Extracted data:
____________________

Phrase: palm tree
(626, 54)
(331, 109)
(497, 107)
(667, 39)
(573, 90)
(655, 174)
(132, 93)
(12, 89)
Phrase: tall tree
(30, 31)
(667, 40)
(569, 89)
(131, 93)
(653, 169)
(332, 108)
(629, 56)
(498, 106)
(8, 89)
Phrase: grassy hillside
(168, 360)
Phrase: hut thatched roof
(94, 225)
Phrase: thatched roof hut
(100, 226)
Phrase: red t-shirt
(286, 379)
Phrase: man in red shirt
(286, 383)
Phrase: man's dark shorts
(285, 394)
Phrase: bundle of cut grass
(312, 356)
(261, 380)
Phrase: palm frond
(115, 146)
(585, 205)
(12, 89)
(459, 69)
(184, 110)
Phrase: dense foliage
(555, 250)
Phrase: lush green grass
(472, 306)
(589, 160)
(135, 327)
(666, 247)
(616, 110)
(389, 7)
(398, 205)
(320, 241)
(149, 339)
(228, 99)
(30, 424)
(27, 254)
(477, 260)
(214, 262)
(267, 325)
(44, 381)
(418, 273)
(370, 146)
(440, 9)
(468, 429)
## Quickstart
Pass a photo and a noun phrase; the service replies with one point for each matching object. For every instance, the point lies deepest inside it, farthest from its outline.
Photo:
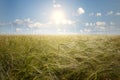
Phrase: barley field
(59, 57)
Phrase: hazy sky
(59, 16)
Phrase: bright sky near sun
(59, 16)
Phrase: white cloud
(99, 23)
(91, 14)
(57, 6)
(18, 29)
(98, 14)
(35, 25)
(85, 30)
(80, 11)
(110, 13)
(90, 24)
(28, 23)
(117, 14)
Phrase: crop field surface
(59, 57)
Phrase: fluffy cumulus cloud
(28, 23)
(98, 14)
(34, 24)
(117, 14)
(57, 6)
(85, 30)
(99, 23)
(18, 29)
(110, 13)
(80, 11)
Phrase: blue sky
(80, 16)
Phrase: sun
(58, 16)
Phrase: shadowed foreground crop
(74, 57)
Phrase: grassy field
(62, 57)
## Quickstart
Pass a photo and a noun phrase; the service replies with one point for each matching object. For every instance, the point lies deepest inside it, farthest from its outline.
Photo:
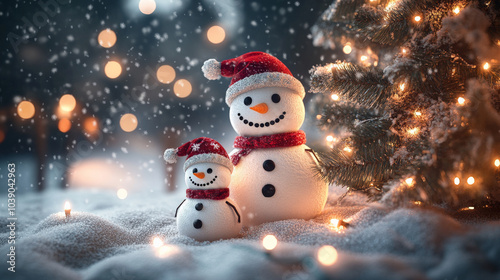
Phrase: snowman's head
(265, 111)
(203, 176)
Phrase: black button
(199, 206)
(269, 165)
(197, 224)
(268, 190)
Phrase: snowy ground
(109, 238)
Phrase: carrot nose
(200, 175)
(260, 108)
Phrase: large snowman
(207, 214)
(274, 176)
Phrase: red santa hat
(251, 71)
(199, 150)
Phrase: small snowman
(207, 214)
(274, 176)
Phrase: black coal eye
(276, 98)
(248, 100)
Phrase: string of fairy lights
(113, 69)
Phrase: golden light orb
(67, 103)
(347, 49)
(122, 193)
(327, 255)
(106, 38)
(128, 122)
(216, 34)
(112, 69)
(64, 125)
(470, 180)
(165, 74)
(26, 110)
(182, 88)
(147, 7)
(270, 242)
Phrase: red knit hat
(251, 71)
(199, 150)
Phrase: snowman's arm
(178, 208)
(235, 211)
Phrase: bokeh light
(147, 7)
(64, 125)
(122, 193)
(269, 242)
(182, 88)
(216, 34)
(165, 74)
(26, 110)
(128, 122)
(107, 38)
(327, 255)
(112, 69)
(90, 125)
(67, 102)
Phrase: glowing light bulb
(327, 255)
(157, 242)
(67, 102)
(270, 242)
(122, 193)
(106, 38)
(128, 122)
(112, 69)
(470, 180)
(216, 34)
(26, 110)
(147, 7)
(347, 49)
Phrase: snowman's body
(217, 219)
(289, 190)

____________________

What you will do: When you repeat the records, reproduce each line exactly and drop the images.

Answer for the task:
Phrase: palm tree
(626, 54)
(331, 109)
(497, 107)
(667, 39)
(573, 90)
(655, 174)
(132, 93)
(12, 89)
Phrase: tall tree
(30, 31)
(667, 40)
(569, 89)
(131, 93)
(653, 169)
(332, 108)
(629, 56)
(498, 106)
(8, 89)
Phrase: grassy hillside
(168, 360)
Phrase: hut thatched roof
(94, 225)
Phrase: thatched roof hut
(100, 226)
Phrase: red t-shirt
(286, 379)
Phrase: man in red shirt
(286, 383)
Phrase: man's dark shorts
(285, 394)
Phrase: bundle of cut grass
(312, 356)
(261, 380)
Phrase: palm frond
(115, 146)
(585, 205)
(12, 89)
(459, 69)
(184, 110)
Phrase: dense foliage
(555, 250)
Phrase: lush green grass
(472, 306)
(589, 160)
(135, 327)
(666, 247)
(616, 110)
(389, 7)
(398, 205)
(320, 241)
(149, 339)
(228, 99)
(30, 424)
(27, 254)
(477, 260)
(214, 262)
(267, 325)
(44, 381)
(418, 273)
(370, 146)
(440, 9)
(468, 429)
## Quickstart
Pass a photo and a noun phrase; the service replies with one point for each matching object. For every instance, the point lies deepest inside it, farthest from its outline.
Photo:
Phrase: barley field
(59, 57)
Phrase: hazy sky
(59, 16)
Phrase: bright sky near sun
(59, 16)
Phrase: white cloud
(99, 23)
(91, 14)
(57, 6)
(18, 29)
(98, 14)
(35, 25)
(85, 30)
(80, 11)
(110, 13)
(90, 24)
(28, 23)
(117, 14)
Phrase: crop field surface
(59, 57)
Phrase: fluffy cumulus cloud
(28, 23)
(98, 14)
(34, 24)
(117, 14)
(57, 6)
(85, 30)
(99, 23)
(18, 29)
(110, 13)
(80, 11)
Phrase: blue sky
(80, 16)
Phrase: sun
(58, 16)
Phrase: shadowed foreground crop
(74, 57)
Phrase: grassy field
(62, 57)
## Quickstart
Pass a photo and a noun phrase; the service replies with one point for each matching object. For every instance, the point lies deepest inside it, farthest from its outline.
Photo:
Phrase: snowman's head
(265, 111)
(203, 176)
Phrase: black button
(199, 206)
(269, 165)
(197, 224)
(268, 190)
Phrase: snowy ground
(109, 238)
Phrase: carrot nose
(200, 175)
(260, 108)
Phrase: large snowman
(207, 214)
(274, 176)
Phrase: red santa hat
(251, 71)
(199, 150)
Phrase: small snowman
(207, 214)
(274, 176)
Phrase: black coal eye
(276, 98)
(248, 100)
Phrase: string of fairy lights
(113, 69)
Phrase: golden light orb
(67, 103)
(347, 49)
(122, 193)
(327, 255)
(106, 38)
(128, 122)
(216, 34)
(112, 69)
(64, 125)
(470, 180)
(165, 74)
(26, 110)
(182, 88)
(147, 7)
(270, 242)
Phrase: red knit hat
(251, 71)
(199, 150)
Phrase: snowman's arm
(178, 208)
(235, 211)
Phrase: bokeh light
(147, 7)
(64, 125)
(122, 193)
(269, 242)
(182, 88)
(216, 34)
(165, 74)
(26, 110)
(128, 122)
(107, 38)
(327, 255)
(112, 69)
(90, 125)
(67, 102)
Phrase: glowing light bulb
(327, 255)
(157, 242)
(67, 102)
(270, 242)
(122, 193)
(106, 38)
(128, 122)
(112, 69)
(470, 180)
(216, 34)
(26, 110)
(147, 7)
(347, 49)
Phrase: snowman's body
(217, 219)
(289, 190)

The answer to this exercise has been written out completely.